→ SOURCE EXCERPT:
= = = =
The 1939 WPA (Works Progress Administration) Guide calls Los Angeles the fifth largest Mexican City in the world.

In 1904 Lincoln Stephens wrote an expose called, The Shame of American Cities. In it he states politics is business. In America, politics is an arm of business and the aim of business it to make money without care for the law, because politics, controlled by business, can change or buy the law. Politics is interested in profit, not municipalities, prosperity, or civic pride. The spirit of graft and lawlessness is the American spirit. Raymond Chandler wrote in 1934, “The typical racketeer is only slightly different from the business man.”

Ernest Hopkins wrote in Our Lawless Police, 1913, “Nothing so clearly marks our policing traditions in American cities as the use of extreme and unlawful force. In LA there exists a theory of law enforcement more openly opposed to the constitution than any I have yet encountered.”

“A life is a life.”

“Right. Tell that to your coppers next time they shoot down some scared petty larceny crook running away up an alley with a stolen spare.”

There seems to be a connection between French Existentialist writers and hard-boiled fiction writers like James Cain, Dashiell Hammett, and Raymond chandler. Albert Camus may have been influenced by the private investigators appearing in American detective novels like Philip Marlowe, as his portrayal of the quintessential alienated outsider Meursault in his own novel, The Stranger, clearly shows.
= = = =
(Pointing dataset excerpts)
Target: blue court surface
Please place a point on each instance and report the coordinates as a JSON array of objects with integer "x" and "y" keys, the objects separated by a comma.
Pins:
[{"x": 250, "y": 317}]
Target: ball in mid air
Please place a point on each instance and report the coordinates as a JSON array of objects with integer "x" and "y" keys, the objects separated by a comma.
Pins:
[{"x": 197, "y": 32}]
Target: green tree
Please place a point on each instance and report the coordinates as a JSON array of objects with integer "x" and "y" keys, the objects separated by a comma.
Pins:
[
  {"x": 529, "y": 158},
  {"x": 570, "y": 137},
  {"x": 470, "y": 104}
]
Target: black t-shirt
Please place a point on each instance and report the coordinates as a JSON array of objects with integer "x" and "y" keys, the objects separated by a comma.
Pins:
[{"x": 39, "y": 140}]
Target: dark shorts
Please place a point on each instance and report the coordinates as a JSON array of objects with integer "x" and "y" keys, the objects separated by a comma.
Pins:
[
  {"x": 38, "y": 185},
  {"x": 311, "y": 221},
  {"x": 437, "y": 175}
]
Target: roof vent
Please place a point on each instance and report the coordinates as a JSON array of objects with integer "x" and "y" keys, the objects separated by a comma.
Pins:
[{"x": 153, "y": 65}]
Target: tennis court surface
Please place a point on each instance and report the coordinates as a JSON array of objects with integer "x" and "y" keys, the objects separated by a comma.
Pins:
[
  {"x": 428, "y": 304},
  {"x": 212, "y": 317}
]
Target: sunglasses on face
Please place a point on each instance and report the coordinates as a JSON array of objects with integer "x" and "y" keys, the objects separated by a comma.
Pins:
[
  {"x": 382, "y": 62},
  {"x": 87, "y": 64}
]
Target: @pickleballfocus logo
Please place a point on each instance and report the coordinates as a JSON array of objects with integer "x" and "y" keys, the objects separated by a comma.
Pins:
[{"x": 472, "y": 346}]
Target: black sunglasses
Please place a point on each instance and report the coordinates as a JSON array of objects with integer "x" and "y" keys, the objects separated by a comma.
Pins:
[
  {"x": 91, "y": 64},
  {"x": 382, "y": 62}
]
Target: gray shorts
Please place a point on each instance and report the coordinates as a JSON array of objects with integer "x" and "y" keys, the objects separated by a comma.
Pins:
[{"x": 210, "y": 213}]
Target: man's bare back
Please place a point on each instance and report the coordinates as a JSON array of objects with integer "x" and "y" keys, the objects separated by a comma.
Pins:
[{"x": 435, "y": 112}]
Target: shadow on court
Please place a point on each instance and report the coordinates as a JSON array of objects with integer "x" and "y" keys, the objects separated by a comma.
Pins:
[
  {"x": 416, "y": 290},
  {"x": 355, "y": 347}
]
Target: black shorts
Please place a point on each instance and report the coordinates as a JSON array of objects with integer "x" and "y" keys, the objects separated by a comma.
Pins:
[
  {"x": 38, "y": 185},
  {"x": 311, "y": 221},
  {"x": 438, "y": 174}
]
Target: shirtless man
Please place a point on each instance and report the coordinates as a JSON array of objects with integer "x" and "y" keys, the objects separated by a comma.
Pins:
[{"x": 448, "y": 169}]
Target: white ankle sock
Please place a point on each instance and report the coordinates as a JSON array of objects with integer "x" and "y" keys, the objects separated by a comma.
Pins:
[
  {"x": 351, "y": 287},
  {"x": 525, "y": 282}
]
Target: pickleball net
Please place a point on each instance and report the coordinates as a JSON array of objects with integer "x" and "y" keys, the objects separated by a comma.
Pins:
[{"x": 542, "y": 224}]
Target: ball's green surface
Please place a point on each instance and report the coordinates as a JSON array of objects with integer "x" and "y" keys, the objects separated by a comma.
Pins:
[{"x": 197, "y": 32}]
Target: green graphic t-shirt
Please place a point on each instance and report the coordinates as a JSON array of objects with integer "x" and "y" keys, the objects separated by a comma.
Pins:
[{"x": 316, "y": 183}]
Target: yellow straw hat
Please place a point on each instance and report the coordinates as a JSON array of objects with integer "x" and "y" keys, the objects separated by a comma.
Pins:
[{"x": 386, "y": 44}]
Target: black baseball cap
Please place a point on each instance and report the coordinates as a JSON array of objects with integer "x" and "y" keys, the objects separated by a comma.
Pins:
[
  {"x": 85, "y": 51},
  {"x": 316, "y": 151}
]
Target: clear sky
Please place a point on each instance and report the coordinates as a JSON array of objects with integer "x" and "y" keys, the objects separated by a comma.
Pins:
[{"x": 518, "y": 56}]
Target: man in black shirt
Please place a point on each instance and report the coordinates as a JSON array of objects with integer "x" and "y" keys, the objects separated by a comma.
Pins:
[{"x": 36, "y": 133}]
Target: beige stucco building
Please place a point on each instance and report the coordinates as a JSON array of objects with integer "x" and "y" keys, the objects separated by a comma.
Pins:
= = = =
→ EXERCISE INSTRUCTIONS:
a - Translate this sentence from the Los Angeles excerpt into Spanish: "Politics is interested in profit, not municipalities, prosperity, or civic pride."
b - Retype the stretch of the Los Angeles excerpt from "There seems to" through "Stranger, clearly shows.".

→ TASK-BY-TASK SOLUTIONS:
a - A la política le interesan las ganancias, no los municipios, la prosperidad ni el orgullo cívico.

b -
There seems to be a connection between French Existentialist writers and hard-boiled fiction writers like James Cain, Dashiell Hammett, and Raymond chandler. Albert Camus may have been influenced by the private investigators appearing in American detective novels like Philip Marlowe, as his portrayal of the quintessential alienated outsider Meursault in his own novel, The Stranger, clearly shows.